Задания для выполнения:
[a] Измените часть приведённого отрывка: перепишите всё от слов «Попалось известное мне» и до слов «торопился искать ее.», заменив «Авдиев» на «Учитель».
[b] На какой факультет Петербургского университета, согласно приведённому отрывку, поступил рассказчик?

Попалось известное мне «Думи мои, думи мои…»;
Я стал читать, произнося на общерусский манер. Авдиев быстро захлопнул книгу и сказал:
— Вы даже не умеете произносить по-малорусски. Вижу, это дело не пойдет. Читайте Добролюбова[2].
Поступив в университет (Петербургский), на историко-филологический факультет, я продолжал вести тот же беспорядочный образ жизни, без правильных, изо дня в день, занятий, и только усердно, хотя и без системы, читал журналы и разные книги, какие попадались. Мой «нигилизм» далеко не пошел, адептом культа естественных наук (по-тогдашнему) и базаровщины я не сделался, никакого определенного воззрения и жизненного плана у меня не было, — и я плыл по течению без руля и чувствовал, что нахожусь на распутье. Но это не причиняло мне особых огорчений. В глубине души таилась бессознательная уверенность, что раньше или позже я свою дорогу найду, — и я не торопился искать ее.

Исходные данные:
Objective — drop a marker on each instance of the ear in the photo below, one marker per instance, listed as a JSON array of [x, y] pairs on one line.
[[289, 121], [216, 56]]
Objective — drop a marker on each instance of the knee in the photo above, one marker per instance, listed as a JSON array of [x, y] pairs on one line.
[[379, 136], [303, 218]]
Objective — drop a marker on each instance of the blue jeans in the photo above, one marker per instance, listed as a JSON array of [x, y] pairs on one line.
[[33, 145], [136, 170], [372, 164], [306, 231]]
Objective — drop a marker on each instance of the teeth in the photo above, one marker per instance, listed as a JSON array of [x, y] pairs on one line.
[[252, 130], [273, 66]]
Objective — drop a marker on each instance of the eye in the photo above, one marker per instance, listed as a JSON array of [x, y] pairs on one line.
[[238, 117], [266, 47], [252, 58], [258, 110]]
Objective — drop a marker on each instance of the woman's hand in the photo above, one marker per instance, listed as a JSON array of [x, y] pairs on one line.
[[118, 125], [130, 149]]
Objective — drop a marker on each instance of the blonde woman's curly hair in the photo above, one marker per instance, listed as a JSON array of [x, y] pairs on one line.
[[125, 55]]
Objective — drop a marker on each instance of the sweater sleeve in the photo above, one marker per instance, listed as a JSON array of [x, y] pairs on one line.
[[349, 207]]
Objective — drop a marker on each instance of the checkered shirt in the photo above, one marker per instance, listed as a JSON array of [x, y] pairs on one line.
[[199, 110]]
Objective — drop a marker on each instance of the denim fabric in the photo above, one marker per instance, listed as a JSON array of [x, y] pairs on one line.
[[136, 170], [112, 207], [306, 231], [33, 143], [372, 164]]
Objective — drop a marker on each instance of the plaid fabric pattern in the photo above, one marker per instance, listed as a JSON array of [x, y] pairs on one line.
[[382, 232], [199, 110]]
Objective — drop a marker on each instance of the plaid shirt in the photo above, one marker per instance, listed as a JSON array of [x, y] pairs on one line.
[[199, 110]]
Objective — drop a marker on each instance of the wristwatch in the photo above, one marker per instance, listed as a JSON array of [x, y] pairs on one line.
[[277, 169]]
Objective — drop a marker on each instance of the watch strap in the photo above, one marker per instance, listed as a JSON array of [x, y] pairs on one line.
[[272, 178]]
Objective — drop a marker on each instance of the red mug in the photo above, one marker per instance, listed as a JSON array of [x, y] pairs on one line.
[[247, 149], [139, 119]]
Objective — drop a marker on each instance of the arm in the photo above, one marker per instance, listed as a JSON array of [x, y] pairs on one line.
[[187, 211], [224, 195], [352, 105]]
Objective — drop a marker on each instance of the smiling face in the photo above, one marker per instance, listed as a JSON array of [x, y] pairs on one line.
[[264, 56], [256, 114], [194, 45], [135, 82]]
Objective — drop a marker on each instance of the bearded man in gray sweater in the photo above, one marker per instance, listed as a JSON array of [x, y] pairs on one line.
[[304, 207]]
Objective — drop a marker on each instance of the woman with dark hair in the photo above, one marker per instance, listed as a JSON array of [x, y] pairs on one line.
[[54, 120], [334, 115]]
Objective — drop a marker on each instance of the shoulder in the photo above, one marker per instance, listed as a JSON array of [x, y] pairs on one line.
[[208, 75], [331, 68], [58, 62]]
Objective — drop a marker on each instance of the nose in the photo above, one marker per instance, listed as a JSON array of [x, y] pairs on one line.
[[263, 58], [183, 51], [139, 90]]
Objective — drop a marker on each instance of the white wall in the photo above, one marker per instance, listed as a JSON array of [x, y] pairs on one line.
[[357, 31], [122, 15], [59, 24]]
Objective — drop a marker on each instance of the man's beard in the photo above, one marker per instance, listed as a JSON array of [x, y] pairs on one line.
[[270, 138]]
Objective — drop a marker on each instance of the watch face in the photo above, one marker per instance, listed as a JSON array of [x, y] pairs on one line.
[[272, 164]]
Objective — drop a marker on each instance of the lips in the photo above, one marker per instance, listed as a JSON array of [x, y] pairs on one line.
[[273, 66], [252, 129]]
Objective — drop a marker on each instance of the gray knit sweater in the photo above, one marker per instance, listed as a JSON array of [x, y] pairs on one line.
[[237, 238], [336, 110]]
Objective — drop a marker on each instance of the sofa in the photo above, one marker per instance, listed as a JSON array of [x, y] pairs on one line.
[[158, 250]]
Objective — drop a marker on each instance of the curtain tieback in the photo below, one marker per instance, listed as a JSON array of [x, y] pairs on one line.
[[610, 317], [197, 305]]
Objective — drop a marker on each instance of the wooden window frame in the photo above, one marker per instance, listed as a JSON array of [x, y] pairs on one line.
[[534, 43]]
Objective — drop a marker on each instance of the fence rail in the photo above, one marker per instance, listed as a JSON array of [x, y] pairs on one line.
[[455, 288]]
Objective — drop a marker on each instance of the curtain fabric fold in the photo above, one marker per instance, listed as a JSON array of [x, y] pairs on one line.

Ответы по заданиям:
[a]
Попалось известное мне «Думи мои, думи мои…»;
Я стал читать, произнося на общерусский манер. Учитель быстро захлопнул книгу и сказал:
— Вы даже не умеете произносить по-малорусски. Вижу, это дело не пойдет. Читайте Добролюбова[2].
Поступив в университет (Петербургский), на историко-филологический факультет, я продолжал вести тот же беспорядочный образ жизни, без правильных, изо дня в день, занятий, и только усердно, хотя и без системы, читал журналы и разные книги, какие попадались. Мой «нигилизм» далеко не пошел, адептом культа естественных наук (по-тогдашнему) и базаровщины я не сделался, никакого определенного воззрения и жизненного плана у меня не было, — и я плыл по течению без руля и чувствовал, что нахожусь на распутье. Но это не причиняло мне особых огорчений. В глубине души таилась бессознательная уверенность, что раньше или позже я свою дорогу найду, — и я не торопился искать ее.

[b] На историко-филологический факультет.